**PROBLEM DETAILS:** List every person or character the comment on earlier game choices, given below, names by a proper name.

**EXTRACT PROVIDED:**
------------------------------------------------------------------------

Yes, I admit it bothers me, too - I hope it really was an early build used to avoid spoilers, and that more options will be available in the full game, but I doubt we will see choices from DA:O and DA2.
Iirc Epler said the focus will be on northern Thedas, and consequently choices from the two earlier games won't be addressed. I can understand this tbh - after all, I doubt Tevinter, Rivain, or the Veil Jumpers in Arlathan would discuss or even care about the ruler of far, rustic Ferelden.
Divine Victoria can simply be mentioned with her title, and since mages and magic are seen in a different way in northern Thedas compared to the south, it makes sense for them not to mention the fate of the Circles in Ferelden and Orlais. And considering there are two crazy elven "gods" wreaking havoc and corrupting the land, I doubt Rook, Antaam-occupied Antiva, and Weisshaupt have the time to pay attention to these "distant" things (even though I WAS expecting one of the available choices to be about the Wardens, since the Inquisitor can choose to exile them to Weisshaupt).
Speaking of Varric and Hawke, yeah, I have no idea how that will be addressed. Twelve years have passed since someone was left in the Fade, and it's pretty much confirmed that this person is dead and won't come back at this point, despite all the fans' funny pictures of Hawke coming out of a Fade rift we saw over the years. So, if Hawke was left in the Fade, Varric would have no reason to mention them, since they are long dead and there are much more "important" things to focus on at the moment.

------------------------------------------------------------------------

**LISTED RECORDS:**
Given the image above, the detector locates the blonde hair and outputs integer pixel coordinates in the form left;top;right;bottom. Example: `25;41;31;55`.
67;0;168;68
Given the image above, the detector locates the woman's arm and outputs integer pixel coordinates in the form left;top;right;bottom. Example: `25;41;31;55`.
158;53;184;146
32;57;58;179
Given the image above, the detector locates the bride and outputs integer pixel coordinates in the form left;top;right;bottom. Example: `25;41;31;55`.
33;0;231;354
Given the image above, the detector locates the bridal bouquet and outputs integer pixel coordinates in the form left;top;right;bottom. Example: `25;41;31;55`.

------------------------------------------------------------------------

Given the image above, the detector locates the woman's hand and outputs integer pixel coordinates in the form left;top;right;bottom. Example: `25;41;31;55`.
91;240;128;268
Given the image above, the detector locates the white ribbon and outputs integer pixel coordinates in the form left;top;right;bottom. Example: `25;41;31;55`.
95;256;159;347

------------------------------------------------------------------------

**ANSWER AREA:** Epler, Divine Victoria, Rook, Varric, Hawke